The task - Print the material below verbatim, starting at the line that contains "# point at: boy's hand (one per instance)" and ending at the final line of the material, with both ends included.
* begin *
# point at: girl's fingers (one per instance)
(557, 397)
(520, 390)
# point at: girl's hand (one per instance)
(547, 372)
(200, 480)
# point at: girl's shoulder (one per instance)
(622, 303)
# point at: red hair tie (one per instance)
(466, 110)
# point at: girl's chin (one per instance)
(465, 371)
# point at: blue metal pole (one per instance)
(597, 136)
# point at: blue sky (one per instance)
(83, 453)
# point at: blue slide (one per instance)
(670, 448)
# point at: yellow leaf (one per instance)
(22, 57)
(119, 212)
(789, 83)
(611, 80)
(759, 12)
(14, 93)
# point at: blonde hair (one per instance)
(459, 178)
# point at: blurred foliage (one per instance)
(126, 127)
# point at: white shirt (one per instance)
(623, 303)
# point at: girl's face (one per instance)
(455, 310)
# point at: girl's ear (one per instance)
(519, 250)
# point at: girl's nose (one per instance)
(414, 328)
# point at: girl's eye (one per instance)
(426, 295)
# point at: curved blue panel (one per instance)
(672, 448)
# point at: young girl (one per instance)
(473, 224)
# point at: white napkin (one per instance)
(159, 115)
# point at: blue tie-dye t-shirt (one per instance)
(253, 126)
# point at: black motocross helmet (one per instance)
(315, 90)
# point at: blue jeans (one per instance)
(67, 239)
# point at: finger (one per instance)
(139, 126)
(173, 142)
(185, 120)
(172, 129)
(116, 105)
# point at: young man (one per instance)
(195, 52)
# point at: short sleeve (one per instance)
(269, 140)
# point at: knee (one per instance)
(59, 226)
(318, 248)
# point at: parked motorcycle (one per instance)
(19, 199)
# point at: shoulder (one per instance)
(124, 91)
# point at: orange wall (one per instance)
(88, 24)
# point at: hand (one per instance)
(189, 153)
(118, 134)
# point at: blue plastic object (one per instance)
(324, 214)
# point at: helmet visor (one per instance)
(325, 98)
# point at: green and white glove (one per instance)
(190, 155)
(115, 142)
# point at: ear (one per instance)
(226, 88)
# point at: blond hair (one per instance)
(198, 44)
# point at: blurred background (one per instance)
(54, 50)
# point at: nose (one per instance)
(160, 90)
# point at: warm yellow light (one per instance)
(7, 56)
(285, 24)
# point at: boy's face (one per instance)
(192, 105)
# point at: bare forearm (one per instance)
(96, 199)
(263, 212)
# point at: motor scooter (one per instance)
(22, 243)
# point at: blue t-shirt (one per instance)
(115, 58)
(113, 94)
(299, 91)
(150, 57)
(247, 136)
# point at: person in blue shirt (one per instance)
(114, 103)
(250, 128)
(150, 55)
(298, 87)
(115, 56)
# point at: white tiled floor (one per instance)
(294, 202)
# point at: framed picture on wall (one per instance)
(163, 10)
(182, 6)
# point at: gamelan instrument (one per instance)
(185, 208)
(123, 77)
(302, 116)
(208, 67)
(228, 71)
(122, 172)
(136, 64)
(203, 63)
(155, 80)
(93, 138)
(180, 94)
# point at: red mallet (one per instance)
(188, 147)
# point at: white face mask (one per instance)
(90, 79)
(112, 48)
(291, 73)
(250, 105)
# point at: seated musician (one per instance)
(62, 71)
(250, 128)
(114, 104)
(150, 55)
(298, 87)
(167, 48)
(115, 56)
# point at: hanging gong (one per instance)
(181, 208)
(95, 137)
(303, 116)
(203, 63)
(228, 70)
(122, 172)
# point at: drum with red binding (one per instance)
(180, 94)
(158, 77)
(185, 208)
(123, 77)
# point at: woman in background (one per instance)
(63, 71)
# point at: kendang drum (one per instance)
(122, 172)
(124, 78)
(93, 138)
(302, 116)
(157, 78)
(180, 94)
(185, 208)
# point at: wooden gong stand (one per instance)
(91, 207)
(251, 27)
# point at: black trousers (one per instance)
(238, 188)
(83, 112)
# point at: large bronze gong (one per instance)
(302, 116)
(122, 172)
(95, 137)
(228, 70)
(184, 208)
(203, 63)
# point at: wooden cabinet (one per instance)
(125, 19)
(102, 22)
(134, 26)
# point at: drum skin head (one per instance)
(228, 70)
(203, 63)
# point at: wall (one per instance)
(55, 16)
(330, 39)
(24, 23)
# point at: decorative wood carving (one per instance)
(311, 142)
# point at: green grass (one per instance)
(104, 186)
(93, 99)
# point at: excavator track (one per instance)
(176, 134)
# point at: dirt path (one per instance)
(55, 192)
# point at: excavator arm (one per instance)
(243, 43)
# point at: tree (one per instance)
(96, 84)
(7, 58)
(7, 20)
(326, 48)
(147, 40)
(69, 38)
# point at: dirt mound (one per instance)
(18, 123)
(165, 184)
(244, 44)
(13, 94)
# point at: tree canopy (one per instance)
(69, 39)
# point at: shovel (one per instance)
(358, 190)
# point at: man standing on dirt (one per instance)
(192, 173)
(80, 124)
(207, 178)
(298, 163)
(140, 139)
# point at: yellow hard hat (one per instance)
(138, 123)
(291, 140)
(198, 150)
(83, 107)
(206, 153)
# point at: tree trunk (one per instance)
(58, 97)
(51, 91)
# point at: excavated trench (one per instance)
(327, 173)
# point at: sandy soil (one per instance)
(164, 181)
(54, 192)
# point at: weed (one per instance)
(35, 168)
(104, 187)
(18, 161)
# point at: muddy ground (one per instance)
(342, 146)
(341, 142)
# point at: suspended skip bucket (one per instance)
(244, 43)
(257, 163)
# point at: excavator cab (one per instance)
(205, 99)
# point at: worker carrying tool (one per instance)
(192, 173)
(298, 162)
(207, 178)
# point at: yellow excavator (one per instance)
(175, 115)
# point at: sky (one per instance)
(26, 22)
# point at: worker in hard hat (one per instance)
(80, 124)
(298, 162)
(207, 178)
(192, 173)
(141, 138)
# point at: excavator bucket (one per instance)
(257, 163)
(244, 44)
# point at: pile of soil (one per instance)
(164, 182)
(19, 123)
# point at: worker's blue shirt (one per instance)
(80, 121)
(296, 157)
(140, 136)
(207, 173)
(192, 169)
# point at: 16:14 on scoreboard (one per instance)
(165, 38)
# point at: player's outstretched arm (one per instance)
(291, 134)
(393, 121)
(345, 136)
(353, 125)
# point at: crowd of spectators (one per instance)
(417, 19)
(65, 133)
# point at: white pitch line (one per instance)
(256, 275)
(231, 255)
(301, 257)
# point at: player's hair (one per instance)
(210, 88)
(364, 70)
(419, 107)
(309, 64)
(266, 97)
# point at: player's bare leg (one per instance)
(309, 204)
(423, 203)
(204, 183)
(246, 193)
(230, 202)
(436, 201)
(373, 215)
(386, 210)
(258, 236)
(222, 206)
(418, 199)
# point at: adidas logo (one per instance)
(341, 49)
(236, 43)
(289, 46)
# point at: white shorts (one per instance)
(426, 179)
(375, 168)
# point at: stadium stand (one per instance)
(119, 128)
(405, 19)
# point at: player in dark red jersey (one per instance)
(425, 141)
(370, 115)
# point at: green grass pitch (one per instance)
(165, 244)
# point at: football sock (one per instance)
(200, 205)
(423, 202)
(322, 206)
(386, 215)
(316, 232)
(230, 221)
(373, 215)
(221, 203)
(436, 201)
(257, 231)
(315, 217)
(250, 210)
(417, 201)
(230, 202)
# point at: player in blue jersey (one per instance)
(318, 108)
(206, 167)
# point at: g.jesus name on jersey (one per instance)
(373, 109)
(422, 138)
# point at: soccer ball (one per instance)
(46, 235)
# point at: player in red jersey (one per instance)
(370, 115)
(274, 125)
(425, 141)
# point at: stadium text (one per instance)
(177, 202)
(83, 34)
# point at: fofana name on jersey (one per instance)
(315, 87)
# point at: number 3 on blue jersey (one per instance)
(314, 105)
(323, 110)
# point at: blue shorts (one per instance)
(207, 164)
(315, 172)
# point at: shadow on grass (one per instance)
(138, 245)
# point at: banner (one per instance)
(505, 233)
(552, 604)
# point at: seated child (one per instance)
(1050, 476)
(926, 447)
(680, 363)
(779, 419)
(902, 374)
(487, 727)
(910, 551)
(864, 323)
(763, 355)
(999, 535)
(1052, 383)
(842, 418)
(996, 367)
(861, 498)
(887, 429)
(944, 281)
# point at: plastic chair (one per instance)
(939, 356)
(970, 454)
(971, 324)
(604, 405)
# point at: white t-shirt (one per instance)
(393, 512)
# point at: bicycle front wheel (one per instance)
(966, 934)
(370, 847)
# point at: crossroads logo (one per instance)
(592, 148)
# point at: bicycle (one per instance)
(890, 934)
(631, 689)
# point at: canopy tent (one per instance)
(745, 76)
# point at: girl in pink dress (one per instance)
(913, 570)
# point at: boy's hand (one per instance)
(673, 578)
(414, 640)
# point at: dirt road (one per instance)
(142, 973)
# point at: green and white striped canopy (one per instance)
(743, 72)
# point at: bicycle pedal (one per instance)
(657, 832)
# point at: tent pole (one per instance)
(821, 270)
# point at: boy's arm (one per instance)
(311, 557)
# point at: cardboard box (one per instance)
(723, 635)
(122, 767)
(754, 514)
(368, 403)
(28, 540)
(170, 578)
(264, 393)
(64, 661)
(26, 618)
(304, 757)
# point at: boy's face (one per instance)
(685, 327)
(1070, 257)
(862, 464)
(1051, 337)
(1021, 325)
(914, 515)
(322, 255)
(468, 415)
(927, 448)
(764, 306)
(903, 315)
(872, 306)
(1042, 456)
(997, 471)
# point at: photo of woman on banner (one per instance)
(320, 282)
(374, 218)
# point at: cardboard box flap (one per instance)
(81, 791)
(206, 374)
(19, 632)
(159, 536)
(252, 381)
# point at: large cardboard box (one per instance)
* end *
Exercise output -
# point at: boy's hand (one per instance)
(673, 578)
(414, 640)
# point at: dirt road (one per instance)
(142, 973)
# point at: green and white striped canopy (one per instance)
(743, 72)
# point at: bicycle pedal (one per instance)
(657, 832)
# point at: tent pole (one per instance)
(821, 270)
# point at: boy's arm (one per instance)
(311, 557)
# point at: cardboard box (one per instance)
(723, 635)
(122, 767)
(754, 514)
(368, 403)
(28, 540)
(170, 578)
(264, 393)
(64, 661)
(26, 618)
(304, 757)
# point at: boy's face (one per instance)
(685, 327)
(1070, 257)
(862, 464)
(1051, 337)
(1021, 325)
(914, 515)
(322, 255)
(468, 415)
(927, 448)
(764, 306)
(903, 315)
(872, 306)
(1042, 456)
(997, 471)
# point at: photo of woman on banner (one per instance)
(320, 282)
(374, 218)
# point at: cardboard box flap (one per instance)
(81, 791)
(206, 374)
(19, 632)
(159, 536)
(252, 381)
# point at: large cardboard box (one per instance)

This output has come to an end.